**Task directions:** The required output is every entry below, copied exactly.

**Input for this task:**
━━━

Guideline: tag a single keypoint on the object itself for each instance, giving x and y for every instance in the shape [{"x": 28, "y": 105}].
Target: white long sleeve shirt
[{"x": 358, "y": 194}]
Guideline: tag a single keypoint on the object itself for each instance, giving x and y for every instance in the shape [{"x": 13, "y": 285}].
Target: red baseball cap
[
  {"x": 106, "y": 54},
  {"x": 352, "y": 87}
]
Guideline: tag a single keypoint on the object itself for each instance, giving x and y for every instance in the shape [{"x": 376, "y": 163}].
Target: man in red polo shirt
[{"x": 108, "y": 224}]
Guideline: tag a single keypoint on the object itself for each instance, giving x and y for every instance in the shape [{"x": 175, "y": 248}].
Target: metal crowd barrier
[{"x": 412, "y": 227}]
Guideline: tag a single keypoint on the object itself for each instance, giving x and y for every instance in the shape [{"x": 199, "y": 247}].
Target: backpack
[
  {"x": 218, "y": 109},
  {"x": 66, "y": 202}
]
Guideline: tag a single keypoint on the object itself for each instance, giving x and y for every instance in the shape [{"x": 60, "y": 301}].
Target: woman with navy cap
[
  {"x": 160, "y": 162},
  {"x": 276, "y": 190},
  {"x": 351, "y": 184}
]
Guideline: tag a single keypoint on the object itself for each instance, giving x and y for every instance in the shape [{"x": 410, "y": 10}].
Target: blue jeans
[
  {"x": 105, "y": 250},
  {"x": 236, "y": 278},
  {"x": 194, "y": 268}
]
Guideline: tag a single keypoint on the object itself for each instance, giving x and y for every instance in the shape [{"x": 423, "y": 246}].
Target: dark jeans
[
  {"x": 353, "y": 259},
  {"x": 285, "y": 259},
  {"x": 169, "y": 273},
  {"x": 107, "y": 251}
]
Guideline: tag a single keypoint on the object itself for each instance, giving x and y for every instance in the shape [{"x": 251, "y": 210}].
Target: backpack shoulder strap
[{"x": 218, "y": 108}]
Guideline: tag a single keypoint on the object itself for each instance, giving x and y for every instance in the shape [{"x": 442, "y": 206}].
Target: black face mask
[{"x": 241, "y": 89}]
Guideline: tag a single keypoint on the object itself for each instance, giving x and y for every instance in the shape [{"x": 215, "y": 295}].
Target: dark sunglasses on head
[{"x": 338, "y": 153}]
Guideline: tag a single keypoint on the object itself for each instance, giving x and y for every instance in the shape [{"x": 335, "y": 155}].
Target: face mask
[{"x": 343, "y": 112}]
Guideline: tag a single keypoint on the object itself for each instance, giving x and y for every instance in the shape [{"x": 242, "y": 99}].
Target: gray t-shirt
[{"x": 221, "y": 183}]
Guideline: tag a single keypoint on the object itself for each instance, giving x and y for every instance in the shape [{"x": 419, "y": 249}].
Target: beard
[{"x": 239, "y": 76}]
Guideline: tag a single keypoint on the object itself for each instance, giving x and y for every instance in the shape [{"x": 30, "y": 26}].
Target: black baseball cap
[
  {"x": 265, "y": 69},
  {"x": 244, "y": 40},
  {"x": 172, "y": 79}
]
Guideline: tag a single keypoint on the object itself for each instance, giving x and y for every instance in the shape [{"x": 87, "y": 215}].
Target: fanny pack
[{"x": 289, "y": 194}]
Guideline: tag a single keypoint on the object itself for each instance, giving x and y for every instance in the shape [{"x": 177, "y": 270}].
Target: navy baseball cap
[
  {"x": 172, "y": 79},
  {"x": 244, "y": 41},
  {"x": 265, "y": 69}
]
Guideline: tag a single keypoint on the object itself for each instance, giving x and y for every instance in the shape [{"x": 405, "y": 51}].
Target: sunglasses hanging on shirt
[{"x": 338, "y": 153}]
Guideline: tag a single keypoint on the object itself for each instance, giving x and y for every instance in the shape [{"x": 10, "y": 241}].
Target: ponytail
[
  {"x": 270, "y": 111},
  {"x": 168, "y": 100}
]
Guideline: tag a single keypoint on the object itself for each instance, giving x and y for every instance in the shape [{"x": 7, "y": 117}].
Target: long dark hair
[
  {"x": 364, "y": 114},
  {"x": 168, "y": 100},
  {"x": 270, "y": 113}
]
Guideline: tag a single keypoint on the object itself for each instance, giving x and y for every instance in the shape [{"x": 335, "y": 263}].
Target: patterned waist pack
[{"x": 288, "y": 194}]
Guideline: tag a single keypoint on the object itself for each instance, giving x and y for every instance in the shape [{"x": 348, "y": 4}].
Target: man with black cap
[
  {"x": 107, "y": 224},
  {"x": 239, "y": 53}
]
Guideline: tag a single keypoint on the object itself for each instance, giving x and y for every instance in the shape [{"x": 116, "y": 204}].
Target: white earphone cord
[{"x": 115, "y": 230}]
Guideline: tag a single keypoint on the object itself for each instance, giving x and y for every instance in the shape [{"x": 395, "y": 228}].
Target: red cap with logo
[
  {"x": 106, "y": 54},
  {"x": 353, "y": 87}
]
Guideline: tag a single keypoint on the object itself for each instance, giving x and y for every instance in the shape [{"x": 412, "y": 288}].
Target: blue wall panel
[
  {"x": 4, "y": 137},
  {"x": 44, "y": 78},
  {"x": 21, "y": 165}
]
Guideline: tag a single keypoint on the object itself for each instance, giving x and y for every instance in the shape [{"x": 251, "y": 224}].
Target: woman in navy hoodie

━━━

**Exercise answer:**
Guideline: tag a single keypoint on the object itself for each instance, giving x and y for every instance in the shape [{"x": 28, "y": 105}].
Target: white long sleeve shirt
[{"x": 358, "y": 194}]
Guideline: tag a single keypoint on the object itself for each instance, giving x and y for every instance in the shape [{"x": 13, "y": 285}].
Target: red baseball cap
[
  {"x": 106, "y": 54},
  {"x": 352, "y": 87}
]
Guideline: tag a single keypoint on the object itself for each instance, giving x and y for every instance in the shape [{"x": 376, "y": 163}].
Target: man in red polo shirt
[{"x": 108, "y": 224}]
Guideline: tag a single keypoint on the object itself for each instance, giving x and y for every instance in the shape [{"x": 175, "y": 248}].
Target: metal crowd barrier
[{"x": 412, "y": 227}]
Guideline: tag a single keypoint on the object itself for each instance, giving x and y for every instance in the shape [{"x": 199, "y": 247}].
Target: backpack
[
  {"x": 218, "y": 109},
  {"x": 66, "y": 202}
]
Guideline: tag a single keypoint on the object itself for each instance, giving x and y for every instance in the shape [{"x": 60, "y": 301}].
Target: woman with navy cap
[
  {"x": 160, "y": 162},
  {"x": 276, "y": 190},
  {"x": 351, "y": 184}
]
Guideline: tag a single keypoint on the object itself for each instance, giving x and y for every instance in the shape [{"x": 410, "y": 10}].
Target: blue jeans
[
  {"x": 105, "y": 250},
  {"x": 236, "y": 278},
  {"x": 194, "y": 268}
]
Guideline: tag a single keypoint on the object itself for each instance, giving x and y for every instance in the shape [{"x": 423, "y": 246}].
Target: dark jeans
[
  {"x": 353, "y": 259},
  {"x": 285, "y": 259},
  {"x": 169, "y": 273},
  {"x": 107, "y": 251}
]
Guideline: tag a single keypoint on the object itself for each instance, giving x and y for every instance in the shape [{"x": 251, "y": 210}].
Target: backpack shoulder strap
[{"x": 218, "y": 108}]
Guideline: tag a single keypoint on the object itself for each instance, giving x and y for every instance in the shape [{"x": 442, "y": 206}].
Target: black face mask
[{"x": 241, "y": 89}]
Guideline: tag a single keypoint on the object itself for each instance, giving x and y for every instance in the shape [{"x": 215, "y": 295}].
Target: dark sunglasses on head
[{"x": 338, "y": 153}]
Guideline: tag a single keypoint on the object itself for each instance, giving x and y for every instance in the shape [{"x": 335, "y": 155}].
Target: face mask
[{"x": 343, "y": 112}]
Guideline: tag a single keypoint on the object itself for each instance, giving x and y for every instance in the shape [{"x": 242, "y": 99}].
Target: gray t-shirt
[{"x": 221, "y": 183}]
Guideline: tag a single keypoint on the object itself for each instance, giving x and y for every instance in the shape [{"x": 419, "y": 249}].
Target: beard
[{"x": 239, "y": 76}]
Guideline: tag a single keypoint on the object itself for each instance, giving x and y for every instance in the shape [{"x": 30, "y": 26}].
Target: black baseball cap
[
  {"x": 265, "y": 69},
  {"x": 244, "y": 40},
  {"x": 172, "y": 79}
]
Guideline: tag a single keypoint on the object itself for each instance, giving x and y for every instance in the shape [{"x": 87, "y": 215}].
Target: fanny pack
[{"x": 289, "y": 194}]
Guideline: tag a single keypoint on the object itself for each instance, giving x and y for every instance in the shape [{"x": 177, "y": 270}].
Target: navy baseball cap
[
  {"x": 172, "y": 79},
  {"x": 244, "y": 41},
  {"x": 265, "y": 69}
]
Guideline: tag a single keypoint on the object itself for each instance, giving x and y for every instance in the shape [{"x": 405, "y": 51}].
Target: sunglasses hanging on shirt
[{"x": 338, "y": 153}]
Guideline: tag a single keypoint on the object itself for each instance, giving x and y for every instance in the shape [{"x": 10, "y": 241}].
Target: ponytail
[
  {"x": 270, "y": 111},
  {"x": 168, "y": 100}
]
Guideline: tag a single keypoint on the object itself for each instance, giving x and y for every instance in the shape [{"x": 7, "y": 117}].
Target: long dark hair
[
  {"x": 364, "y": 114},
  {"x": 168, "y": 100},
  {"x": 270, "y": 113}
]
Guideline: tag a single keypoint on the object itself for each instance, giving x and y for every instance in the shape [{"x": 335, "y": 263}].
Target: patterned waist pack
[{"x": 288, "y": 194}]
Guideline: tag a single keypoint on the object itself for each instance, giving x and y for every instance in the shape [{"x": 348, "y": 4}].
Target: man with black cap
[
  {"x": 107, "y": 224},
  {"x": 239, "y": 53}
]
Guideline: tag a single keypoint on the object itself for each instance, giving x and y for every instance in the shape [{"x": 116, "y": 204}].
Target: white earphone cord
[{"x": 115, "y": 230}]
Guideline: tag a single keypoint on the object itself for each instance, giving x and y for every instance in the shape [{"x": 395, "y": 228}].
Target: red cap with logo
[
  {"x": 106, "y": 54},
  {"x": 353, "y": 87}
]
Guideline: tag a single keypoint on the object itself for each instance, giving x and y for every instance in the shape [{"x": 412, "y": 288}].
Target: blue wall panel
[
  {"x": 4, "y": 137},
  {"x": 44, "y": 78},
  {"x": 21, "y": 165}
]
Guideline: tag a single keypoint on the object itself for each instance, giving x and y for every instance in the shape [{"x": 251, "y": 224}].
Target: woman in navy hoodie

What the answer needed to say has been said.